In your answer, repeat each line of the data exactly.

» Input data
★ ★ ★ ★ ★

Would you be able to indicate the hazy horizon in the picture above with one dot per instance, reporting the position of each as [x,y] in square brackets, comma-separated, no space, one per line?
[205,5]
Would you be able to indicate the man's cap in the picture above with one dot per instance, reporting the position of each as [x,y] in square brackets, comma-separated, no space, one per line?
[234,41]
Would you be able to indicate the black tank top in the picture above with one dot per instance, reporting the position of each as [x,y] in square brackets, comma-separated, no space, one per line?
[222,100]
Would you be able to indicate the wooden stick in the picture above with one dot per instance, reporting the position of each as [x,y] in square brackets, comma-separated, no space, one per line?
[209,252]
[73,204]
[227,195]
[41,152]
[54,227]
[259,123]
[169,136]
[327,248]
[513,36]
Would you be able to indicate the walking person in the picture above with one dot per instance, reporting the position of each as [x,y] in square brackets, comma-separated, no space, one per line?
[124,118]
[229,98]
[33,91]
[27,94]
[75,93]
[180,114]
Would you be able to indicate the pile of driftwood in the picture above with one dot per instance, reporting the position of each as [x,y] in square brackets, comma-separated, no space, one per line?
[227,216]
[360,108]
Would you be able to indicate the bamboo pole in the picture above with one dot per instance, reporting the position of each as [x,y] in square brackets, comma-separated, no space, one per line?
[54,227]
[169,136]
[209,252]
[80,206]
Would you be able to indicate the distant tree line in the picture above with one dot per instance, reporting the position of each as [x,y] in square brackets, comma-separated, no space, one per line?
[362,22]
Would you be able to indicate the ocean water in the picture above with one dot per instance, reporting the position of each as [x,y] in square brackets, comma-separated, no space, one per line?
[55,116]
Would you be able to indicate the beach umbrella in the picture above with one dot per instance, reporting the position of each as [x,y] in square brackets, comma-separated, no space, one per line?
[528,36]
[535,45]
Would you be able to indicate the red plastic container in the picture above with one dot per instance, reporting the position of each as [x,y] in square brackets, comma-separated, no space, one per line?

★ ★ ★ ★ ★

» Your solution
Would you be able to indicate the hazy horizon in the picture above with one dot per instance, reporting the position of each as [x,y] in square brackets, comma-separated, no space, one per line?
[205,5]
Would you be able to indicate the man's cap in the picture above with one dot per instance, reporting the position of each as [x,y] in square brackets, comma-separated, no space, one per line?
[234,41]
Would you be able to indicate the black tank top in the picture above with one dot per instance, reporting the position of each as [x,y] in square brackets, comma-separated, no space, one per line?
[222,100]
Would you be able to indicate the wooden stick in the picture above with one dot per instance, reporting the position of each as [x,y] in square brackets, comma-separated, no space, one per line?
[209,252]
[73,204]
[227,195]
[41,152]
[54,227]
[259,123]
[169,136]
[327,248]
[513,36]
Would you be able to indicate the walking person in the picture above with one dot per instance, reporting the position of each as [x,y] in square brackets, comma-separated, no space, one per line?
[124,118]
[229,98]
[33,91]
[27,94]
[75,93]
[180,114]
Would you be able to indicate the pile of driftwood in the picture above with one dot per instance, reporting the position of each as [x,y] in square brackets, comma-separated, no space, one per line?
[227,216]
[360,108]
Would you be able to indicate the bamboo pole in the picture above with one dot per instance, reporting the position of each as [x,y] in square brackets, comma-separated, no space, one per line?
[54,227]
[169,136]
[209,252]
[80,206]
Would you be able to indicate the distant tree line in the picture above with one dot per instance, reporting the position of each as [x,y] in square brackets, comma-separated, no space, one per line?
[362,22]
Would you be able to indicate the ocean water in the picture above with one dot per instance, reporting the position of each as [x,y] in square brackets, comma-separated, no space, one per line?
[55,116]
Would you be able to indicate the beach umbrella in the picture above with one dot per instance, reporting the position of each as [x,y] in square brackets, comma-separated, no space, one per line?
[528,36]
[535,45]
Would you be able to indicate the red plastic container in the picture above with one dot per instance, reporting the position of each as [x,y] in square brackets, comma-separated, no space, one per line?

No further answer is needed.